- [WHAT YOU ARE ASKED TO DO]:
Nothing other than the lines from the one containing "box: [180, 91, 199, 276]" through the close of the entries below should be printed, each exactly.

BEGIN INFORMATION SHOWN

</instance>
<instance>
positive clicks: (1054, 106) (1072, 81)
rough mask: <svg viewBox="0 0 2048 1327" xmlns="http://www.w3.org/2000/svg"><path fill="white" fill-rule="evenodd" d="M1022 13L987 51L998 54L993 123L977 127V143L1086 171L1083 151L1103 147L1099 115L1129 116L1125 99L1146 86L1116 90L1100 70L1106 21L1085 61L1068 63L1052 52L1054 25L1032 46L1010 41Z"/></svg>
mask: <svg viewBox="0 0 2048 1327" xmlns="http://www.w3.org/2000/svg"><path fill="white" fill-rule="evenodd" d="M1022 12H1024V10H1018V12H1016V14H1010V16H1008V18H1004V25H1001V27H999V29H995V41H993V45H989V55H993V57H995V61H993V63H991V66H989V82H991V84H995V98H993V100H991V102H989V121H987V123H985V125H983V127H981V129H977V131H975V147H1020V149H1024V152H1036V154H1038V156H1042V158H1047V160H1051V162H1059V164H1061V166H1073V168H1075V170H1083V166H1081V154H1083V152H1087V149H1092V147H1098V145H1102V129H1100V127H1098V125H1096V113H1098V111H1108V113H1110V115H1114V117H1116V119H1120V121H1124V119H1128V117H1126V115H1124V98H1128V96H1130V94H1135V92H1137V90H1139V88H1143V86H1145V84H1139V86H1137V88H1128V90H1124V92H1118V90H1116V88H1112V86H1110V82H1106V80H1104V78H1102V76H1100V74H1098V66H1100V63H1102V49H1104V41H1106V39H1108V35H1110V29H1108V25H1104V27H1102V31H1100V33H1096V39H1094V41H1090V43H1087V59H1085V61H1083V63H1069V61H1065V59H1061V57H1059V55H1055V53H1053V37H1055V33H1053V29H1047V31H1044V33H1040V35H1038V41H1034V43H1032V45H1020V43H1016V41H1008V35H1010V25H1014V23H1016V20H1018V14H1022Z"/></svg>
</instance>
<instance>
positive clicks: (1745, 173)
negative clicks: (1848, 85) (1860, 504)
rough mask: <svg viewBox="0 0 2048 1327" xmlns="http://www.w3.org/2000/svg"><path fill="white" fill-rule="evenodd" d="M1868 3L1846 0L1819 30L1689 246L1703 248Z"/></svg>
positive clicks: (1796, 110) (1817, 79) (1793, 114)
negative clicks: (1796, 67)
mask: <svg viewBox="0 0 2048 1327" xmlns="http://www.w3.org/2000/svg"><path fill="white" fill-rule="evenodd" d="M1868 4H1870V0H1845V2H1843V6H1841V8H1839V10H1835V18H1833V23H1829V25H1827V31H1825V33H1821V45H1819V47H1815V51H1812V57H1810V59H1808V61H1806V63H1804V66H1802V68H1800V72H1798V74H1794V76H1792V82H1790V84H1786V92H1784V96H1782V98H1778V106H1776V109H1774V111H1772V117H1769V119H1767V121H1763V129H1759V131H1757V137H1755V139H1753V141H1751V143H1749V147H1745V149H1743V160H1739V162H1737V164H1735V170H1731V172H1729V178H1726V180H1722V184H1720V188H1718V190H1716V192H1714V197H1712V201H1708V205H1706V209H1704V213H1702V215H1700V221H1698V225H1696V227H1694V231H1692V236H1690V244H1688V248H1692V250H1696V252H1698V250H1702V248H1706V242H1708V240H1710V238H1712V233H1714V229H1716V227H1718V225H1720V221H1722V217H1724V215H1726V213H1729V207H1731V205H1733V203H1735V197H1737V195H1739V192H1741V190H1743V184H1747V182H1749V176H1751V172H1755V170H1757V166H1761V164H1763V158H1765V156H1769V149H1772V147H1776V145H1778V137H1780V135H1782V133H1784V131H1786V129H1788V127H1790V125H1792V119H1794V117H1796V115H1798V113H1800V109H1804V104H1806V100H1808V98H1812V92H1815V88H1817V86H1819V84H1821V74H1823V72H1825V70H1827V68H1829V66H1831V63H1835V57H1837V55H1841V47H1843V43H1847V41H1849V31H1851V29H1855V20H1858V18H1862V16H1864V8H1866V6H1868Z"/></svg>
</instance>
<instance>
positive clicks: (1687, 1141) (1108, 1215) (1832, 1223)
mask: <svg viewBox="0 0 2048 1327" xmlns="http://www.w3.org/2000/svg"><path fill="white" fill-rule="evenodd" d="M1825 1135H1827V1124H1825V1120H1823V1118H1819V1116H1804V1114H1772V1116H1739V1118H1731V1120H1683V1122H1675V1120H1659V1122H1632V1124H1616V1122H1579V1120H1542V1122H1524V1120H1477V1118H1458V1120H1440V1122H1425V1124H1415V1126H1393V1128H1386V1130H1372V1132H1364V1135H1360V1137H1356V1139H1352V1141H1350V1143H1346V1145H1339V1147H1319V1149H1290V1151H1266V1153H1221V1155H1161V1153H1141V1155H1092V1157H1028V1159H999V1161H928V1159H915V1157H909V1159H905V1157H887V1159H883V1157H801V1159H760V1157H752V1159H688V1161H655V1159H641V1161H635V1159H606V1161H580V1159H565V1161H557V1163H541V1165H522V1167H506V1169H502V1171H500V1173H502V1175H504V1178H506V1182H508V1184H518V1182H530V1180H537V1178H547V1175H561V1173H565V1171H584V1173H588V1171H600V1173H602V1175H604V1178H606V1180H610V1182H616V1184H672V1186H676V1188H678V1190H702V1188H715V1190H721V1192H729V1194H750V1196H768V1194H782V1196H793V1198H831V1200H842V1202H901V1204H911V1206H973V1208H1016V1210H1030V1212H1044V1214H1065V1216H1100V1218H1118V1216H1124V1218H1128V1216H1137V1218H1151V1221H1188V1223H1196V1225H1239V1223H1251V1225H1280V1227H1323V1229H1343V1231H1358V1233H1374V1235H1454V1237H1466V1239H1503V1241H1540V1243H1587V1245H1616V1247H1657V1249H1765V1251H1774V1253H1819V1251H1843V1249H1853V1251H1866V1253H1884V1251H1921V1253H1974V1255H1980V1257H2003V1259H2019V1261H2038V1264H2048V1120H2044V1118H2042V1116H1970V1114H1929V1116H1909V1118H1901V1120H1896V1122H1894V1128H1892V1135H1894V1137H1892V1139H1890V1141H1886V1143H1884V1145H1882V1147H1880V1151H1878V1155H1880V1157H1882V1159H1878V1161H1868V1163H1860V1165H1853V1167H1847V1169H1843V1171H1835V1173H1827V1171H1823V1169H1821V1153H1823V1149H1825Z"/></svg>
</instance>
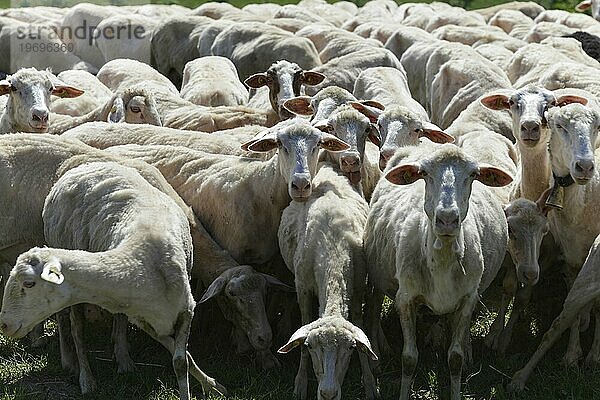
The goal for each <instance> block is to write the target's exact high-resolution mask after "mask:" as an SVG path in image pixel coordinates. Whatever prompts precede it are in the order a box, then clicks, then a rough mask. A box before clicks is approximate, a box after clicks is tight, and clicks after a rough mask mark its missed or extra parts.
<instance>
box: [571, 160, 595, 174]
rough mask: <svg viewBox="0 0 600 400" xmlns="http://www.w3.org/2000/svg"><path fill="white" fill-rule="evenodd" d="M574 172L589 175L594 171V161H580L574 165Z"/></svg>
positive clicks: (578, 161) (591, 160) (578, 160)
mask: <svg viewBox="0 0 600 400" xmlns="http://www.w3.org/2000/svg"><path fill="white" fill-rule="evenodd" d="M575 170H576V171H577V172H579V173H581V174H591V173H592V172H593V171H594V160H592V159H582V160H578V161H577V162H576V163H575Z"/></svg>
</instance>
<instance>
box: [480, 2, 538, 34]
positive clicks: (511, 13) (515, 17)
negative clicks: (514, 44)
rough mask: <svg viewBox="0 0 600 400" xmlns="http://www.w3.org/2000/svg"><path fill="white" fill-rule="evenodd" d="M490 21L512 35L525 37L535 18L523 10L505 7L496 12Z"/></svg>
mask: <svg viewBox="0 0 600 400" xmlns="http://www.w3.org/2000/svg"><path fill="white" fill-rule="evenodd" d="M488 23H489V24H490V25H491V26H497V27H499V28H500V29H502V30H503V31H504V32H506V33H508V34H509V35H510V36H513V37H516V38H517V39H523V38H524V37H525V32H527V31H528V30H529V29H530V28H531V27H532V26H533V19H532V18H529V17H528V16H527V15H525V14H523V13H522V12H521V11H518V10H509V9H503V10H500V11H498V12H497V13H496V14H494V16H493V17H492V18H491V19H490V20H489V21H488ZM517 32H518V33H517Z"/></svg>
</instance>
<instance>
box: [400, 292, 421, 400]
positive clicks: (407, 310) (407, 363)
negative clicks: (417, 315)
mask: <svg viewBox="0 0 600 400" xmlns="http://www.w3.org/2000/svg"><path fill="white" fill-rule="evenodd" d="M396 308H397V311H398V315H399V316H400V326H401V327H402V335H403V337H404V346H403V348H402V383H401V386H400V400H409V399H410V391H411V390H410V388H411V385H412V381H413V379H414V377H415V372H416V370H417V361H418V360H419V350H418V349H417V315H416V312H415V308H416V304H415V303H414V301H413V299H408V298H406V296H405V295H403V294H399V295H397V296H396Z"/></svg>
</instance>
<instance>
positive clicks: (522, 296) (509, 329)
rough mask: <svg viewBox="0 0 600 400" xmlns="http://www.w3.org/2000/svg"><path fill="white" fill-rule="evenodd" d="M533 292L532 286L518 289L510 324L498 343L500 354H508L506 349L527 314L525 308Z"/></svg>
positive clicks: (502, 331) (515, 294) (514, 300)
mask: <svg viewBox="0 0 600 400" xmlns="http://www.w3.org/2000/svg"><path fill="white" fill-rule="evenodd" d="M532 292H533V287H532V286H524V287H521V288H519V289H517V293H516V294H515V299H514V302H513V310H512V313H511V314H510V318H509V319H508V323H507V324H506V327H505V328H504V331H502V335H501V336H500V340H499V343H498V353H500V354H502V355H504V354H505V353H506V349H507V348H508V345H509V344H510V340H511V339H512V331H513V329H514V327H515V325H516V324H517V321H519V319H520V318H521V316H522V315H524V314H525V308H526V307H527V305H528V304H529V301H530V299H531V293H532Z"/></svg>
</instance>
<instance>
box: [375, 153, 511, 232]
mask: <svg viewBox="0 0 600 400" xmlns="http://www.w3.org/2000/svg"><path fill="white" fill-rule="evenodd" d="M386 179H388V180H389V181H390V182H392V183H394V184H398V185H405V184H410V183H413V182H415V181H417V180H418V179H424V180H425V204H424V210H425V214H427V217H428V219H429V220H430V222H431V228H432V231H433V233H434V235H435V236H436V237H437V239H439V240H441V241H442V242H452V243H453V242H454V241H455V240H456V239H457V238H458V235H459V234H460V230H461V224H462V222H463V221H464V219H465V218H466V216H467V213H468V211H469V198H470V196H471V187H472V183H473V181H474V180H478V181H480V182H482V183H483V184H485V185H487V186H505V185H508V184H509V183H510V182H512V178H511V177H510V175H508V174H507V173H506V172H504V171H502V170H500V169H498V168H495V167H490V166H484V165H478V164H477V162H476V161H475V160H473V159H472V158H470V157H469V156H467V155H466V154H465V153H464V152H463V151H462V150H460V149H459V148H458V147H457V146H454V145H442V146H440V147H438V148H437V149H436V150H434V152H433V154H432V155H431V156H429V157H427V158H425V159H422V160H421V161H419V162H418V163H413V164H405V165H400V166H398V167H395V168H392V169H390V170H389V171H388V172H387V174H386Z"/></svg>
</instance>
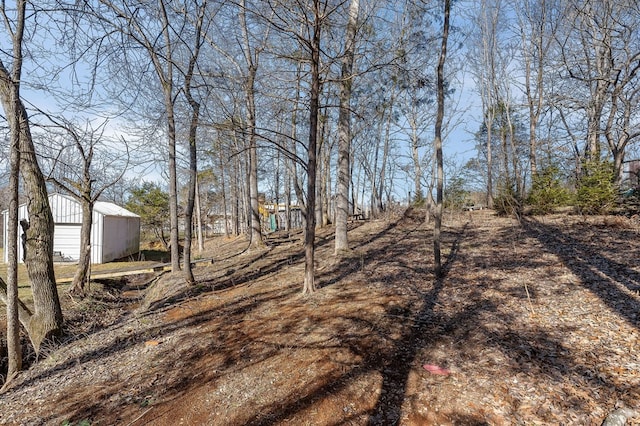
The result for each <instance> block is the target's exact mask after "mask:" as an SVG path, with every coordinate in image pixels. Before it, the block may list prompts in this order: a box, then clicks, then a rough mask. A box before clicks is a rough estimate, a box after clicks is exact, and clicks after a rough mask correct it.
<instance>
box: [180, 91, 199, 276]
mask: <svg viewBox="0 0 640 426" xmlns="http://www.w3.org/2000/svg"><path fill="white" fill-rule="evenodd" d="M189 103H190V104H191V108H192V111H191V123H190V125H189V188H188V195H187V205H186V207H185V210H184V251H183V259H184V260H183V264H184V277H185V281H186V282H187V284H194V283H195V278H194V276H193V269H192V267H191V245H192V242H193V233H192V230H193V209H194V205H195V197H196V181H197V178H198V154H197V145H196V138H197V133H198V120H199V116H200V105H199V104H198V103H197V102H195V101H194V100H193V98H192V97H191V96H190V95H189Z"/></svg>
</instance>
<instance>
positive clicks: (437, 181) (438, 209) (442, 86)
mask: <svg viewBox="0 0 640 426" xmlns="http://www.w3.org/2000/svg"><path fill="white" fill-rule="evenodd" d="M450 10H451V0H445V1H444V23H443V25H442V48H441V50H440V58H439V60H438V69H437V92H438V93H437V97H438V112H437V115H436V123H435V141H434V144H435V147H434V148H435V151H436V170H437V171H436V210H435V226H434V230H433V254H434V263H435V272H436V276H437V277H442V275H443V274H444V270H443V267H442V260H441V255H440V245H441V241H440V239H441V236H440V233H441V229H442V198H443V197H442V196H443V181H444V172H443V159H442V122H443V119H444V85H445V81H444V65H445V62H446V58H447V40H448V38H449V14H450Z"/></svg>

END INFORMATION SHOWN

- [THE COMPLETED TASK]:
box: [180, 91, 199, 276]
mask: <svg viewBox="0 0 640 426" xmlns="http://www.w3.org/2000/svg"><path fill="white" fill-rule="evenodd" d="M189 103H190V104H191V108H192V111H191V123H190V125H189V188H188V195H187V205H186V207H185V210H184V251H183V259H184V260H183V264H184V277H185V281H186V282H187V284H194V283H195V278H194V276H193V269H192V267H191V245H192V242H193V233H192V230H193V209H194V205H195V197H196V181H197V178H198V154H197V145H196V138H197V133H198V120H199V116H200V105H199V104H198V103H197V102H195V101H194V100H193V98H192V97H191V96H190V95H189Z"/></svg>
</instance>
<instance>
positive clicks: (437, 181) (438, 209) (442, 86)
mask: <svg viewBox="0 0 640 426" xmlns="http://www.w3.org/2000/svg"><path fill="white" fill-rule="evenodd" d="M450 10H451V0H445V1H444V23H443V25H442V48H441V50H440V58H439V60H438V69H437V92H438V93H437V97H438V112H437V115H436V123H435V141H434V144H435V147H434V148H435V151H436V170H437V171H436V210H435V226H434V230H433V254H434V263H435V272H436V276H437V277H442V275H443V274H444V270H443V267H442V260H441V255H440V245H441V241H440V239H441V236H440V233H441V229H442V198H443V197H442V196H443V181H444V172H443V159H442V122H443V119H444V85H445V81H444V65H445V62H446V58H447V40H448V38H449V14H450Z"/></svg>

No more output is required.